Top of INFORMATION PROVIDED

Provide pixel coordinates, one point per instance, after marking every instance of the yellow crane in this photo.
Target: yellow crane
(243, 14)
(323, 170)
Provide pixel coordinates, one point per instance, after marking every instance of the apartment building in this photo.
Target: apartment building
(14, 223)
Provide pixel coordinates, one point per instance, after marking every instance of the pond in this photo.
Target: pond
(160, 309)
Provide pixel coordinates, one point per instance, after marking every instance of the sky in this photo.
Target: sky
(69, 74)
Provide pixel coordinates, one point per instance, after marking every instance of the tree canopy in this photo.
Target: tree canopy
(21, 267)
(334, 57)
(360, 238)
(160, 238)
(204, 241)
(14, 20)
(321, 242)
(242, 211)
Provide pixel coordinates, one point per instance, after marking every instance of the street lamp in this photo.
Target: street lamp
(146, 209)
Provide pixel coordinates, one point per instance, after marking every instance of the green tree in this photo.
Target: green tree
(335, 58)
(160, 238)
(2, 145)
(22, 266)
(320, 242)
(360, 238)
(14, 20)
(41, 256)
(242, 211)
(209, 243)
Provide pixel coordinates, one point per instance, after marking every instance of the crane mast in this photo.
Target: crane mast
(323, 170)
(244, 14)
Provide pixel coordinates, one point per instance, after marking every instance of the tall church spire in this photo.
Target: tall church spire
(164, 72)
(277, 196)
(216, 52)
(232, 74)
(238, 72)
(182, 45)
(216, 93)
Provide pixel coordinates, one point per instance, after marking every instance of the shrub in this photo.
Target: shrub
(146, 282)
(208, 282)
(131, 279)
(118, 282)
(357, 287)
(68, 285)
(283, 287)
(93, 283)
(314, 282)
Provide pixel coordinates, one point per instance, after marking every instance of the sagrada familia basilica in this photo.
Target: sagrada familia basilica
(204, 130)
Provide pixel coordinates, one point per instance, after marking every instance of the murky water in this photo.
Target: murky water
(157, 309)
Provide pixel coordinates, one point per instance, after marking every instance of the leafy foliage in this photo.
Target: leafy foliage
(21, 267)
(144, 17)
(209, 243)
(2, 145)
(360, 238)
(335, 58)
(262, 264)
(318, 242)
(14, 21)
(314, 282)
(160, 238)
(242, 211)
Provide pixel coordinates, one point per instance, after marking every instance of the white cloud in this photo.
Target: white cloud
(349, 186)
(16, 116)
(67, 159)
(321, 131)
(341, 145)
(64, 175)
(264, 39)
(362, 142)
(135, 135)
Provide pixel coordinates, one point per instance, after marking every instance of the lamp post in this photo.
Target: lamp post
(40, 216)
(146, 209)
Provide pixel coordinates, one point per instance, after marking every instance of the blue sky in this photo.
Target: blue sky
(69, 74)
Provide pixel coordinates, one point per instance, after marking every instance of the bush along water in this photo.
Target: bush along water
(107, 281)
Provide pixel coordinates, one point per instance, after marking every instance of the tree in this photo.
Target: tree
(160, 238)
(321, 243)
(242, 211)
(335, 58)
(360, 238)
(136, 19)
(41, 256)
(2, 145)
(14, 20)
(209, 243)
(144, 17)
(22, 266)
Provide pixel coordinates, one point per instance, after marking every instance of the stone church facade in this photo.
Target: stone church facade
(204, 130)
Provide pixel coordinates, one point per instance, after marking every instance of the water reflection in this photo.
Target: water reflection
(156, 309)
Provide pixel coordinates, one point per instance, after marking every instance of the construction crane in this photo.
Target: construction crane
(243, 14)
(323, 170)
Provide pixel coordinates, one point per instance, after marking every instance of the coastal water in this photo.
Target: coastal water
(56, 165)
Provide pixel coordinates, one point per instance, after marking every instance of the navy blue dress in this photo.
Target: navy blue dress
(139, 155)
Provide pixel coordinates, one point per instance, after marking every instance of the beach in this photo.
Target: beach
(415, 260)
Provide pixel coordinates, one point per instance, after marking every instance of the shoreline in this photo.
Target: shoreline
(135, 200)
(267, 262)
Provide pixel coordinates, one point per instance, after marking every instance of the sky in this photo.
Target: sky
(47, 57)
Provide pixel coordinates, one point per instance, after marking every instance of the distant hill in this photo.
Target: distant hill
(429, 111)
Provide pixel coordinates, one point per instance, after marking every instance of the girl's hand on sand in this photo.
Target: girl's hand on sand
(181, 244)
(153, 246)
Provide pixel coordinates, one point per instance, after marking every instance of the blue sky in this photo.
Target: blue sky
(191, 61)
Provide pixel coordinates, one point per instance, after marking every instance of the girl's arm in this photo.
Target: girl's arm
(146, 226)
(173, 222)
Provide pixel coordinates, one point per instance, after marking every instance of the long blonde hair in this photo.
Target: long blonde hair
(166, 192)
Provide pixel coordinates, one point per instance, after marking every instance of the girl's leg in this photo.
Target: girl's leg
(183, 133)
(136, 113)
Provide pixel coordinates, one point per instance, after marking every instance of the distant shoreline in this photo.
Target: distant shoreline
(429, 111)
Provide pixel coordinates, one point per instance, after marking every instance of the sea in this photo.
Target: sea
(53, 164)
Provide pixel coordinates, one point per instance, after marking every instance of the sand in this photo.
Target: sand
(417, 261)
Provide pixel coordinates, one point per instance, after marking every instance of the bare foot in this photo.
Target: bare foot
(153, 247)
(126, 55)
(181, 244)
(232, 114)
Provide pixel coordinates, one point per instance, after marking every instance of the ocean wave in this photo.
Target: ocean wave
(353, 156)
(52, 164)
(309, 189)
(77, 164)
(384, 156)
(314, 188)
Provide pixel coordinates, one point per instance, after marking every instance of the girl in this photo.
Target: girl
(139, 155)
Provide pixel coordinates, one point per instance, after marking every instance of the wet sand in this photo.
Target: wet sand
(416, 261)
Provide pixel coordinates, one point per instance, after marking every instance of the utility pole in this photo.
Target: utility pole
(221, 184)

Bottom of INFORMATION PROVIDED
Top of INFORMATION PROVIDED

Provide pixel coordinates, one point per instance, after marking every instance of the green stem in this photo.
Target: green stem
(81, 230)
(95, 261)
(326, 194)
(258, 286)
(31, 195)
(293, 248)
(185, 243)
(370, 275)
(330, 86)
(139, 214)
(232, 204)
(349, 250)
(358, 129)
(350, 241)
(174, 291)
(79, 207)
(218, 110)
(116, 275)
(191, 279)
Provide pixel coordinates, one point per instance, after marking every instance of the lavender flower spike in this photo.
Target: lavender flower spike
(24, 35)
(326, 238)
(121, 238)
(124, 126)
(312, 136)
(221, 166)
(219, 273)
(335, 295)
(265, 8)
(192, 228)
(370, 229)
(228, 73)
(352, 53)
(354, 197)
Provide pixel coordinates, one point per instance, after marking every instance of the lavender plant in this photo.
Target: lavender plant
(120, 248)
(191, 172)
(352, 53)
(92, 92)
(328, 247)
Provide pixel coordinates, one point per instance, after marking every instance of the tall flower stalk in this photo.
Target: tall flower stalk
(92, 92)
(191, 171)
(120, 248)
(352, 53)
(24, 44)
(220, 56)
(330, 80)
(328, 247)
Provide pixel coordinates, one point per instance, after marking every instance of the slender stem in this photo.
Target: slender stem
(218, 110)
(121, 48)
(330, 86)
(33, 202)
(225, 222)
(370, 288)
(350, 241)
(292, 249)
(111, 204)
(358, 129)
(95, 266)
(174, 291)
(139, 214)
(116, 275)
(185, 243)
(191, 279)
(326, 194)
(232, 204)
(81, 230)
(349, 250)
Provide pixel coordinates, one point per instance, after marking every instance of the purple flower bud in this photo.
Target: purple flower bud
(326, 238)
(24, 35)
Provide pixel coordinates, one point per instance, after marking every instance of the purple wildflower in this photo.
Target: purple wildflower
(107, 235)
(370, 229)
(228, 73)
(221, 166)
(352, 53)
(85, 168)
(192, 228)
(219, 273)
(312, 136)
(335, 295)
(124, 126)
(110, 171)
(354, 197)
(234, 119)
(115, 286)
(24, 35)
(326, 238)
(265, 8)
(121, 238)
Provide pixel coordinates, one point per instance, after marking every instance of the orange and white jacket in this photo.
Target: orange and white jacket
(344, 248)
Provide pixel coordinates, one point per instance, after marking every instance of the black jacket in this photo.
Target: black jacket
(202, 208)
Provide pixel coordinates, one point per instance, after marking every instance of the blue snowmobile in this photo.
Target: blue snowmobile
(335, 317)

Bottom of INFORMATION PROVIDED

[ABOUT THIS EXERCISE]
Using the records above, copy word for word the line with "Target: apartment building", the line with "cloud in this photo.", and every line between them.

[YOUR RESPONSE]
Target: apartment building
(14, 223)
Provide pixel coordinates, one point per instance, after marking every instance of the pond in this photo.
Target: pond
(160, 309)
Provide pixel coordinates, one point per instance, after marking every instance of the sky in this photo.
Target: sky
(69, 74)
Provide pixel coordinates, one point per instance, after marking every instance of the tree canopy in this photo.
Target: tree canopy
(21, 267)
(334, 57)
(360, 238)
(160, 238)
(204, 241)
(14, 20)
(321, 242)
(242, 211)
Provide pixel coordinates, one point per instance, after marking every instance of the street lamp in this photo.
Target: street lamp
(146, 209)
Provide pixel coordinates, one point per instance, after marking every instance of the green tree in this photo.
Target: green tree
(335, 58)
(160, 238)
(2, 145)
(22, 266)
(320, 242)
(360, 238)
(14, 20)
(41, 256)
(242, 211)
(209, 243)
Provide pixel coordinates, one point per instance, after marking every instance of the crane mast in this photo.
Target: crane mast
(323, 170)
(244, 14)
Provide pixel coordinates, one point per instance, after marking every instance of the tall church spire in this photo.
Target: tall church spire
(164, 72)
(277, 196)
(216, 52)
(232, 74)
(238, 72)
(182, 45)
(216, 93)
Provide pixel coordinates, one point per instance, after marking every instance of the shrub in this photo.
Target: shrub
(146, 282)
(208, 282)
(131, 279)
(118, 282)
(357, 287)
(68, 285)
(283, 287)
(93, 283)
(314, 282)
Provide pixel coordinates, one point per instance, after marking every instance of the sagrada familia basilica in this photo.
Target: sagrada familia basilica
(204, 130)
Provide pixel coordinates, one point per instance, after marking every instance of the murky water in this photo.
Target: murky water
(157, 309)
Provide pixel coordinates, one point per instance, after marking every instance of the leafy foliage in this photo.
Target: leafy foliage
(21, 267)
(144, 17)
(209, 243)
(2, 145)
(360, 238)
(335, 58)
(262, 264)
(318, 242)
(14, 21)
(314, 282)
(160, 238)
(242, 211)
Provide pixel coordinates, one point per instance, after marking every instance of the white cloud in this photo.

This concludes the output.